## [Requirements]
**1)** Answer these from the captions on the Queenslander house:
(a) What shelters the bottom level and outdoor staircase?
(b) What connects the upstairs living area to the bottom bedroom and studio space?
(c) Apart from a new kitchen and bathroom, how much were the interior bones changed?
**2)** Write out everything in the captions on the Queenslander house from "Unfinished timber and" down to "an outdoor staircase. Photo – Shantanu Starick.", word for word.

## [Document section]
>> begin

You can’t see what lies beyond the facade of this traditional Queenslander. Photo – Shantanu Starick.

Timber screening shelters the bottom level and outdoor staircase. Photo – Shantanu Starick.

Unfinished timber and concrete blockwork make up the raw exterior at the back of the house. Photo – Shantanu Starick.

The statement concrete blockwork contrasts smoothly with the treetop views beyond. Photo – Shantanu Starick.

The upstairs living area is connected to the bottom bedroom and studio space with an outdoor staircase. Photo – Shantanu Starick.

The interior bones were left largely untouched, save for a new kitchen and bathroom! Photo – Shantanu Starick.

The master suite is beautiful and restrained. Photo – Shantanu Starick.

The main living area. Photo – Shantanu Starick.

An indoor-outdoor kitchen and living area flows seamlessly between rooms. Photo – Shantanu Starick.

Light and shadow change throughout the day, and with the seasons. Photo – Shantanu Starick.

Photo – Shantanu Starick.

>> end

[Dataset records]
>> begin

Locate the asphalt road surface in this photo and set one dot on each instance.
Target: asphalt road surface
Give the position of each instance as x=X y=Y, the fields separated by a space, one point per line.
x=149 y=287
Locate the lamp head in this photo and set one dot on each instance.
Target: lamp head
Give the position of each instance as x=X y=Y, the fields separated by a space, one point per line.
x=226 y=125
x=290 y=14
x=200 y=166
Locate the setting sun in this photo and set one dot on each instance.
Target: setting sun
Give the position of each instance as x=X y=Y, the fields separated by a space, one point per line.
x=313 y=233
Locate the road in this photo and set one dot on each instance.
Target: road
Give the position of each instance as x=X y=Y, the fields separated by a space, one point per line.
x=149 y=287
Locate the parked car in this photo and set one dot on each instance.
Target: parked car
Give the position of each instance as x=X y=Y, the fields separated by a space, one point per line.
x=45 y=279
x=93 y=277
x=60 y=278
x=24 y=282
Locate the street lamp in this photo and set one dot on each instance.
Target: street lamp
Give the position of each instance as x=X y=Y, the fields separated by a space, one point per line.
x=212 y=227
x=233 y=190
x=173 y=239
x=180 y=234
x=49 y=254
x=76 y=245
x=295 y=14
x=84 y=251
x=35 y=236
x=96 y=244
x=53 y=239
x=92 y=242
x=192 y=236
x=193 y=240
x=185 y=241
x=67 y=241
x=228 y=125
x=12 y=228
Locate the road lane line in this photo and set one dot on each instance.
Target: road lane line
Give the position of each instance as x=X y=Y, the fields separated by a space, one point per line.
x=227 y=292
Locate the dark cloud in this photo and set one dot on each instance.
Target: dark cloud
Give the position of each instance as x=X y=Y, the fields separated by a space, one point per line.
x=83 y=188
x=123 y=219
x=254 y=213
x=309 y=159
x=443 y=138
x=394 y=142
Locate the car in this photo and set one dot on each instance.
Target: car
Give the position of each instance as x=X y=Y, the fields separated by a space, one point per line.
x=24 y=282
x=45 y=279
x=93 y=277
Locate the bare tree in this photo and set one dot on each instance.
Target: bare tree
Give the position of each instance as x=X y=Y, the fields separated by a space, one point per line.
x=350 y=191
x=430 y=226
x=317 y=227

>> end

## [Task solutions]
**1)**
(a) Timber screening.
(b) An outdoor staircase.
(c) They were left largely untouched.

**2)**
Unfinished timber and concrete blockwork make up the raw exterior at the back of the house. Photo – Shantanu Starick.

The statement concrete blockwork contrasts smoothly with the treetop views beyond. Photo – Shantanu Starick.

The upstairs living area is connected to the bottom bedroom and studio space with an outdoor staircase. Photo – Shantanu Starick.